- EXERCISE DIRECTIONS: From the first line below to the last, reproduce the material exactly and leave out the images.
Top of RECORDS FOR THE TASK
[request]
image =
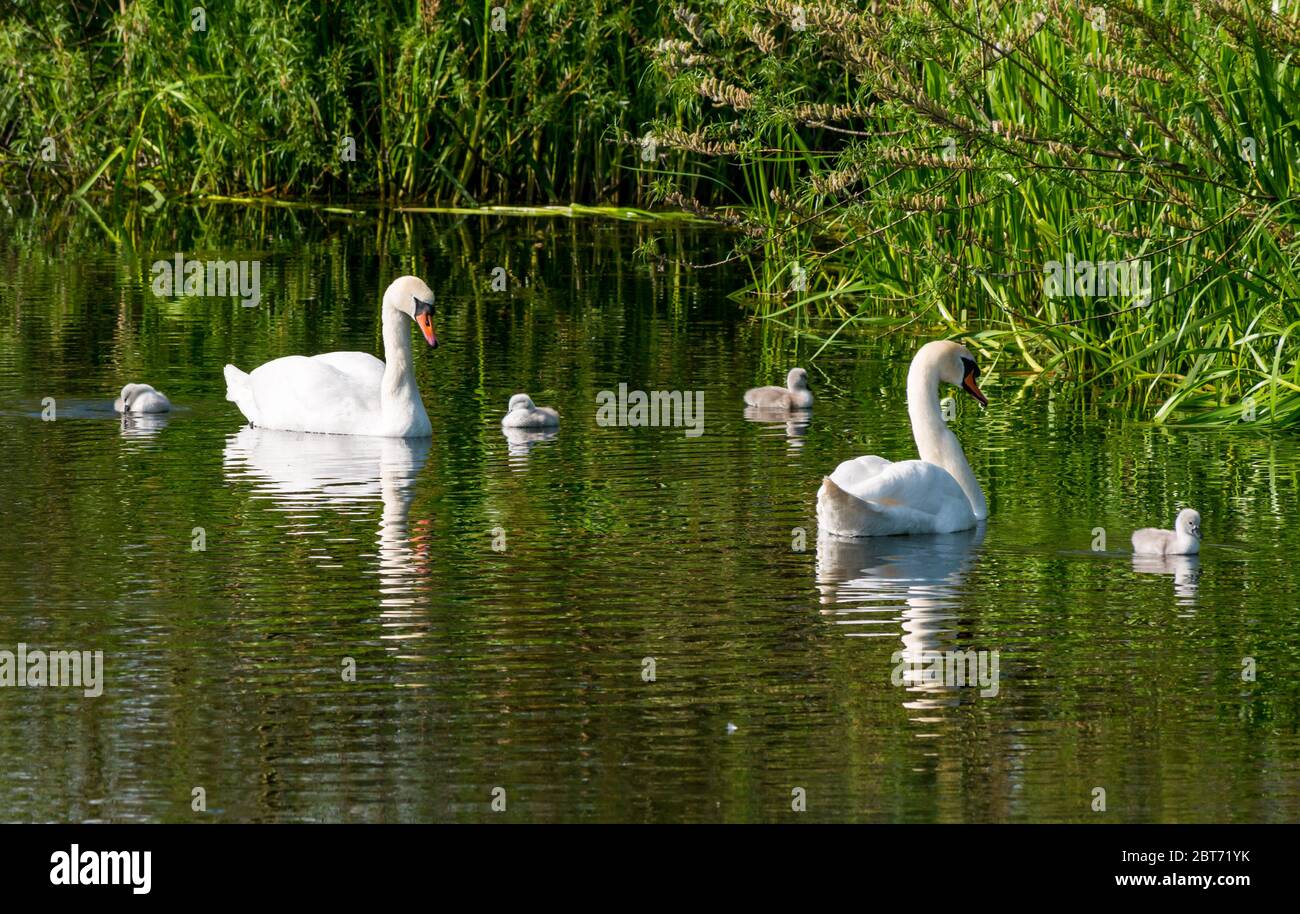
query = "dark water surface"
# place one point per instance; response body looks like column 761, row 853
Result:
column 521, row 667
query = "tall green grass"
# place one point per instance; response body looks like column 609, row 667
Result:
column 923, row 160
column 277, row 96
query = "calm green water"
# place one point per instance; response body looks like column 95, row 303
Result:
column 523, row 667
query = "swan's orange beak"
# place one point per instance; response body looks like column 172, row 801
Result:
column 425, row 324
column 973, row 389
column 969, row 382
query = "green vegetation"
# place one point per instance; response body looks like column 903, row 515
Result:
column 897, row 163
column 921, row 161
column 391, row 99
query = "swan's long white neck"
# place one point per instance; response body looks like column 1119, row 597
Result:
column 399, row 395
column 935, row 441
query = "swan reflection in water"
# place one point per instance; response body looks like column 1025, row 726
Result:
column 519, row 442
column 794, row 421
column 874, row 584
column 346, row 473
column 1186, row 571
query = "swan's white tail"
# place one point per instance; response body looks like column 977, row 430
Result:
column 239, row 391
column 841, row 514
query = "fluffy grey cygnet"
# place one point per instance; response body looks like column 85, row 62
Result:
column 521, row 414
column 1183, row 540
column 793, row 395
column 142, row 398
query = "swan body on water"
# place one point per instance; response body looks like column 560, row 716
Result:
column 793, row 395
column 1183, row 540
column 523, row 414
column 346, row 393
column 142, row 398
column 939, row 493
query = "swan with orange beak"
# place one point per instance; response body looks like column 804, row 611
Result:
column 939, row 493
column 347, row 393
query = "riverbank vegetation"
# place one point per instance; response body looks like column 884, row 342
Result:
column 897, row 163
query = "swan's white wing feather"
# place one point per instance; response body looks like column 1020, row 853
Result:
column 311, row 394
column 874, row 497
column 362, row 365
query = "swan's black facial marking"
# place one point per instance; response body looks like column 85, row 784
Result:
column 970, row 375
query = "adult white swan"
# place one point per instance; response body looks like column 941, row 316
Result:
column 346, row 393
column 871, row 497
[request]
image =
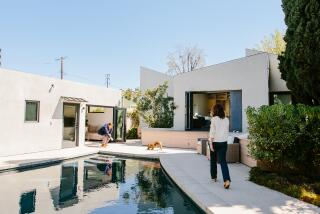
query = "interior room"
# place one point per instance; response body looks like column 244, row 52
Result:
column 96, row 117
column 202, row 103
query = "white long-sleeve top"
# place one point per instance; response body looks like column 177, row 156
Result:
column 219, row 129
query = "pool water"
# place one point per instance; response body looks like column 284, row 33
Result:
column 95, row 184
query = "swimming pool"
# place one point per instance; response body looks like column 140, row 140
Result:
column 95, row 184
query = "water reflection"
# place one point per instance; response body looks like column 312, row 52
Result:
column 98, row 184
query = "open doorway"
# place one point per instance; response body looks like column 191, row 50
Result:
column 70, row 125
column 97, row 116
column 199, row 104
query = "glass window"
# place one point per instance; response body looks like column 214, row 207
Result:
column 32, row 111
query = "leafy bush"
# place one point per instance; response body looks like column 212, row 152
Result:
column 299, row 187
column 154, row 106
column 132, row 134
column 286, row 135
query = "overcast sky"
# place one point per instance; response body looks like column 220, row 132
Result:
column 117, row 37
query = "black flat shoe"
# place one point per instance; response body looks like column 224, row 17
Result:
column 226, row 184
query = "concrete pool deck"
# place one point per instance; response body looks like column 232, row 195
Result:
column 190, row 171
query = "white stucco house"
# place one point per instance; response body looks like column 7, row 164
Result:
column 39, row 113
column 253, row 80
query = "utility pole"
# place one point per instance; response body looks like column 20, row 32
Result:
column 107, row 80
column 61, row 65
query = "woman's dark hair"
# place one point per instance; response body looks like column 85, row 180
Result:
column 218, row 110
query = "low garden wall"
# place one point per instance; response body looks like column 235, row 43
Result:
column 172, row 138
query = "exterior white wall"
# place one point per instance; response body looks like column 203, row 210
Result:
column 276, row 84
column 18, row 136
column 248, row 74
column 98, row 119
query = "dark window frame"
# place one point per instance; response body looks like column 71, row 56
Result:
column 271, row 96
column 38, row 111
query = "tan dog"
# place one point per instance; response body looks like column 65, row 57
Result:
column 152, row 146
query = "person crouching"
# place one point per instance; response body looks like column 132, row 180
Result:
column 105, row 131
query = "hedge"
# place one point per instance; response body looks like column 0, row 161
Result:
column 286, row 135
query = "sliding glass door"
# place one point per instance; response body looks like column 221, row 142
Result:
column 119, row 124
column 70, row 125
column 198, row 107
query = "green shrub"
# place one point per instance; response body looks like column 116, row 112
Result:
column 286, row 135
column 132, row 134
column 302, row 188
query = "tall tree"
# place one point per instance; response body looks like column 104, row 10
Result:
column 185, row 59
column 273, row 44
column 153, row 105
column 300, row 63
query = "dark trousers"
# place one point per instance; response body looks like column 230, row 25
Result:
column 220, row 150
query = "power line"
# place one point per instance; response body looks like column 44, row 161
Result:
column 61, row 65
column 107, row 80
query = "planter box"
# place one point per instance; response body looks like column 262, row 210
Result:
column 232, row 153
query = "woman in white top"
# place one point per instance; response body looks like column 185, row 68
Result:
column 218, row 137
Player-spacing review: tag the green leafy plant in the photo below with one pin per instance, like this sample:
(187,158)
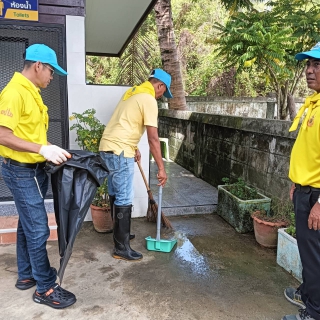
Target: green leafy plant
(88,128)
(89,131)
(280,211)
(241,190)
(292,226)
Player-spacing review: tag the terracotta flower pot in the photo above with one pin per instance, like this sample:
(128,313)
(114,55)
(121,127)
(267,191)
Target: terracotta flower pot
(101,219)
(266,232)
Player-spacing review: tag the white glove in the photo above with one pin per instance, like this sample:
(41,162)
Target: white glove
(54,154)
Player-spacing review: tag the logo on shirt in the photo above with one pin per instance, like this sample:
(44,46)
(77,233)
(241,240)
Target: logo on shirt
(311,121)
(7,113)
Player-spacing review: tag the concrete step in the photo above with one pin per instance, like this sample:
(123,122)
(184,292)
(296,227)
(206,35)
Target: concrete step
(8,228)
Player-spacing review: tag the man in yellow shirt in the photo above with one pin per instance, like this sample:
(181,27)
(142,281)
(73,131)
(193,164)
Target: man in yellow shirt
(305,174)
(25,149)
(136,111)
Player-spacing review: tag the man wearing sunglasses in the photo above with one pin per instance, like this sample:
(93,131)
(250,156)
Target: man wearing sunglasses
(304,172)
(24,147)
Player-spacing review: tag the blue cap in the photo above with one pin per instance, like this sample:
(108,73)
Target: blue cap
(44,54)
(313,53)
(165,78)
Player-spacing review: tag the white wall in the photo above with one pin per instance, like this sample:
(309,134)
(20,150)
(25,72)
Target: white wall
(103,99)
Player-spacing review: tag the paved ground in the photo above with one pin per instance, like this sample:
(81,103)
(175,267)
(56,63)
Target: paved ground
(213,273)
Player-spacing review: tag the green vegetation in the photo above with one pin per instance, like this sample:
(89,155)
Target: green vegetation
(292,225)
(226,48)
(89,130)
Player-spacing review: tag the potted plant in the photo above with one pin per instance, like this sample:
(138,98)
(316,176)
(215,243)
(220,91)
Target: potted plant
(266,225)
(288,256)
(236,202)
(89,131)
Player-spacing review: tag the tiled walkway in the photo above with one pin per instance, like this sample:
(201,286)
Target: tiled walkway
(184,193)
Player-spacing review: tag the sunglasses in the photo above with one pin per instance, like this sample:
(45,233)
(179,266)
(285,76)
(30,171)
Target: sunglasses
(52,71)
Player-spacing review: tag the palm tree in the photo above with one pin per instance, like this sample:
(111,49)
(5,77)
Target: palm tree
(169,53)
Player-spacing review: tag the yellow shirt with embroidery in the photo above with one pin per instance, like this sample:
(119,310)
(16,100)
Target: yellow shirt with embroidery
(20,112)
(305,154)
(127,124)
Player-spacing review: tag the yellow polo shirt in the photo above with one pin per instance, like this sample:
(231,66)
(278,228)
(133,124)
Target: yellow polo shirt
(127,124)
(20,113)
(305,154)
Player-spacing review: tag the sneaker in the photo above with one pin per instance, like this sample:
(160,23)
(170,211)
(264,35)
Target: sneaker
Bottom of RECORDS FOR THE TASK
- TASK RESPONSE:
[request]
image =
query = "dark water surface"
# place one point per instance; response body looks like column 761, row 853
Result:
column 521, row 667
query = "tall green grass"
# place one point per instance; response body looks like column 609, row 667
Result:
column 923, row 160
column 277, row 96
query = "calm green water"
# place one point per instance; response body looks like column 95, row 303
Result:
column 523, row 667
query = "swan's orange beak"
# place one point per instance; response body looks like column 172, row 801
Result:
column 425, row 324
column 973, row 389
column 969, row 382
query = "green vegetation"
# place one point per instance; response body looks like column 903, row 515
Result:
column 897, row 163
column 921, row 161
column 391, row 99
query = "swan's long white neck"
# place one point per instance; response body looks like column 1119, row 597
Result:
column 399, row 395
column 935, row 441
query = "swan reflection in water"
# place one point per instance; response body looks like column 1025, row 726
Result:
column 519, row 442
column 794, row 421
column 874, row 584
column 346, row 473
column 1186, row 571
query = "swan's white tail"
# place one point per instance; response body looks like column 977, row 430
Result:
column 239, row 391
column 841, row 514
query = "fluffy grey cygnet"
# place one point per instance; response body looks like column 85, row 62
Result:
column 521, row 414
column 1183, row 540
column 793, row 395
column 142, row 398
query = "swan body on water"
# place one point per instance; response body looks like column 560, row 716
Result:
column 793, row 395
column 1183, row 540
column 523, row 414
column 346, row 393
column 142, row 398
column 939, row 493
query = "swan with orange beak"
# place one point per instance; response body looks like column 804, row 611
Result:
column 939, row 493
column 347, row 393
query = "riverbank vegetation"
# place one point per instance; response body looks like column 884, row 342
Result:
column 897, row 163
query = "swan's white wing feather"
# place one point per instance; response body looks like column 1020, row 853
Result:
column 311, row 394
column 874, row 497
column 362, row 365
query = "swan's black facial marking"
# place one point per instance; response body looks like column 85, row 784
Result:
column 970, row 375
query = "adult white swan"
# place one point per instance; response body looks like column 941, row 316
Result:
column 346, row 393
column 871, row 497
[request]
image =
query = "interior room"
# place one point per instance; response body looks like column 244, row 52
Result:
column 96, row 117
column 202, row 103
query = "white long-sleeve top"
# place one point per instance; response body looks like column 177, row 156
Result:
column 219, row 129
query = "pool water"
# place one point per instance; response body looks like column 284, row 33
Result:
column 95, row 184
query = "swimming pool"
# place one point per instance; response body looks like column 140, row 140
Result:
column 95, row 184
query = "water reflection"
# place one point per instance; response body looks like column 312, row 52
Result:
column 98, row 184
query = "open doorway"
# place one point per instance; response body looks like column 191, row 50
Result:
column 70, row 125
column 97, row 116
column 199, row 104
query = "glass window"
# place one point per instance; response body looks like column 214, row 207
Result:
column 32, row 111
query = "leafy bush"
# place one point per instance; response body looks like column 212, row 152
Result:
column 299, row 187
column 154, row 106
column 132, row 134
column 286, row 135
query = "overcast sky"
# place one point per instance; response body looks like column 220, row 132
Result:
column 117, row 37
query = "black flat shoe"
# place one point per instance; response body looks like column 224, row 17
Result:
column 226, row 184
query = "concrete pool deck"
# place one point per instance; response body looks like column 232, row 195
Result:
column 190, row 171
query = "white stucco house"
# place one point per instance; response body looks like column 7, row 164
Result:
column 39, row 113
column 253, row 80
query = "utility pole"
# place one point per instance; response body looks like column 20, row 32
Result:
column 107, row 80
column 61, row 65
query = "woman's dark hair"
# place one point per instance; response body looks like column 85, row 180
Result:
column 218, row 110
query = "low garden wall"
# place one point per instance; response body looks like column 235, row 43
Result:
column 172, row 138
query = "exterior white wall"
# place one point per instance; response body looks like column 203, row 210
Result:
column 276, row 84
column 18, row 136
column 248, row 74
column 98, row 119
query = "dark window frame"
# place one point per instance; response body looks like column 71, row 56
Result:
column 271, row 96
column 38, row 111
query = "tan dog"
# place one point per instance; response body looks like column 65, row 57
Result:
column 152, row 146
query = "person crouching"
# place one point per instance; response body looks like column 132, row 180
Result:
column 105, row 131
query = "hedge"
# place one point per instance; response body looks like column 0, row 161
Result:
column 286, row 135
query = "sliding glass door"
# place one point per instance; response body looks like column 221, row 142
Result:
column 119, row 124
column 70, row 125
column 198, row 107
query = "green shrub"
# place one point per instance; response body looks like column 116, row 112
Result:
column 286, row 135
column 132, row 134
column 302, row 188
query = "tall tree"
# place one point per instance; response body looks like column 104, row 10
Result:
column 185, row 59
column 273, row 44
column 153, row 105
column 300, row 63
query = "dark trousers"
# place one point per instance; response body looks like column 230, row 25
Result:
column 220, row 150
query = "power line"
# place one point per instance; response body looks like column 44, row 161
Result:
column 61, row 65
column 107, row 80
query = "planter box"
# place one point per instance; response body looks like column 262, row 210
Result:
column 232, row 153
query = "woman in white top"
# place one point per instance; response body looks like column 185, row 68
Result:
column 218, row 137
Player-spacing review: tag the green leafy plant in the photo below with one pin per instance, like this sample:
(187,158)
Target: green leafy plant
(88,128)
(89,131)
(280,211)
(241,190)
(292,226)
Player-spacing review: tag the terracotta flower pot in the photo above with one pin per instance, like this sample:
(128,313)
(114,55)
(121,127)
(267,191)
Target: terracotta flower pot
(101,219)
(266,232)
Player-spacing review: tag the white glove in the photo above with one pin per instance, like this sample:
(41,162)
Target: white glove
(54,154)
Player-spacing review: tag the logo on shirt in the photo above with one pin per instance, like this sample:
(44,46)
(77,233)
(241,240)
Target: logo on shirt
(311,121)
(7,113)
Player-spacing review: tag the concrete step in the photo above with one pin per instance, like this sample:
(123,122)
(184,292)
(296,227)
(206,35)
Target: concrete step
(8,228)
Player-spacing review: tag the man in yellow shirt in the photo above with one pin per instance, like this sample:
(181,27)
(142,281)
(73,131)
(193,164)
Target: man in yellow shirt
(305,174)
(25,149)
(136,111)
Player-spacing review: tag the man wearing sunglasses in the photo above with one pin per instance, like this sample:
(93,131)
(250,156)
Target: man wearing sunglasses
(304,172)
(24,147)
Player-spacing review: tag the blue cap in the photo above with one pin per instance, like this sample:
(108,73)
Target: blue cap
(44,54)
(313,53)
(165,78)
Player-spacing review: tag the white wall in the photo above with one pin per instance, like this sample:
(309,134)
(20,150)
(25,72)
Target: white wall
(103,99)
Player-spacing review: tag the paved ground in the photo above with one pin per instance, like this sample:
(81,103)
(175,267)
(56,63)
Target: paved ground
(213,273)
Player-spacing review: tag the green vegetation in the photo above with one pin per instance, like this sample:
(89,155)
Target: green vegetation
(292,225)
(226,48)
(89,130)
Player-spacing review: tag the potted plant in the photo above with one pin per instance, like this sample:
(138,98)
(316,176)
(215,243)
(220,91)
Target: potted plant
(266,225)
(288,256)
(236,202)
(89,131)
Player-spacing review: tag the tiled walkway in the photo above with one pin per instance, like this sample:
(201,286)
Target: tiled walkway
(184,193)
Player-spacing review: tag the sunglasses in the photo above with one pin per instance, like this sample:
(45,233)
(179,266)
(285,76)
(30,171)
Target: sunglasses
(52,71)
Player-spacing review: tag the palm tree in the photo above with one pin per instance, like this sample:
(111,49)
(5,77)
Target: palm tree
(169,53)
Player-spacing review: tag the yellow shirt with embroidery in the photo above with one pin per instance, like this sample:
(119,310)
(16,100)
Target: yellow shirt with embroidery
(20,112)
(305,154)
(127,124)
Player-spacing review: tag the yellow polo shirt in the photo above with one pin per instance, like this sample:
(231,66)
(278,228)
(133,124)
Target: yellow polo shirt
(127,124)
(20,113)
(305,154)
Player-spacing review: tag the sneaker in the photo above with one pin per instance, like this sample:
(160,23)
(170,211)
(264,35)
Target: sneaker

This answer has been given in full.